_Consegna A_.
Cita parola per parola il brano del testo sul virus West Nile da "Il nome è quello" a "un altro contagiato.".
_Consegna B_.
Prosegui il testo sul virus West Nile a partire dall'ultima frase riportata.

_Sezione del testo_.
*-*-*
Il nome è quello della zona da cui proviene il suo «vettore», il Nilo occidentale. E da ieri ha cominciato a seminare morte anche in Veneto. Si è inoculato in un anziano di 86 anni di Gazzo Veronese, punto pochi giorni fa da una comune zanzara del genere Culex assolutamente «nostrana», il virus West Nile.
Il primo decesso in Veneto – secondo in Italia, dopo un caso a Ferrara – è avvenuto all’ospedale di Legnago. L’area della provincia scaligera, la «Bassa», che confina con quel Polesine dove è stato isolato uno dei focolai d’infezione con 11 casi accertati e dove, all’ospedale di Rovigo, restano critiche le condizioni di un altro contagiato.
*-*-*
_Voci di origine_.
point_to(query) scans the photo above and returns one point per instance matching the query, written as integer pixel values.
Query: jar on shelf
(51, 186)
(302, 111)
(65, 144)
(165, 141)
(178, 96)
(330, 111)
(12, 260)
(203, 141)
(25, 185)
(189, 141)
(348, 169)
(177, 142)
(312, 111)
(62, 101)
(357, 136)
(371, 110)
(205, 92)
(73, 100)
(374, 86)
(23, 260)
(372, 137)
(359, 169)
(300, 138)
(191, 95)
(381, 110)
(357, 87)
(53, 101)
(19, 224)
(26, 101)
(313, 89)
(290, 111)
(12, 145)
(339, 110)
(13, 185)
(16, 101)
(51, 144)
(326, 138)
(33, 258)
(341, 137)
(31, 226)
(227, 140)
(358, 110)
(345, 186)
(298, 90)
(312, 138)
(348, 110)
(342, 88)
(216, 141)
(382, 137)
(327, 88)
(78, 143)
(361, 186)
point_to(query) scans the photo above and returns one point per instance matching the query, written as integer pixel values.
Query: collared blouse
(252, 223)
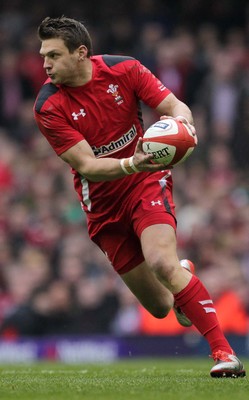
*-*-*
_Risultato atteso A_.
Il nome è quello della zona da cui proviene il suo «vettore», il Nilo occidentale. E da ieri ha cominciato a seminare morte anche in Veneto. Si è inoculato in un anziano di 86 anni di Gazzo Veronese, punto pochi giorni fa da una comune zanzara del genere Culex assolutamente «nostrana», il virus West Nile.
Il primo decesso in Veneto – secondo in Italia, dopo un caso a Ferrara – è avvenuto all’ospedale di Legnago. L’area della provincia scaligera, la «Bassa», che confina con quel Polesine dove è stato isolato uno dei focolai d’infezione con 11 casi accertati e dove, all’ospedale di Rovigo, restano critiche le condizioni di un altro contagiato.

_Risultato atteso B_.
L’anziano veronese era stato ricoverato nei giorni scorsi ed è deceduto martedì. Nonostante l’età avanzata, non soffriva di patologie particolari. «È morto di quello, di West Nile», spiegavano ieri i medici. Perché quel virus sa essere assolutamente «mutante»: innocuo, tanto da essere asintomatico per alcuni, fino ad essere fatale in particolare per gli anziani. «Infezione da arbovirus» è la diagnosi. E l’ultimo bollettino sulla sorveglianza delle arbovirosi realizzato giusto martedì dai tecnici della Regione parla di 19 casi in tutto il Veneto.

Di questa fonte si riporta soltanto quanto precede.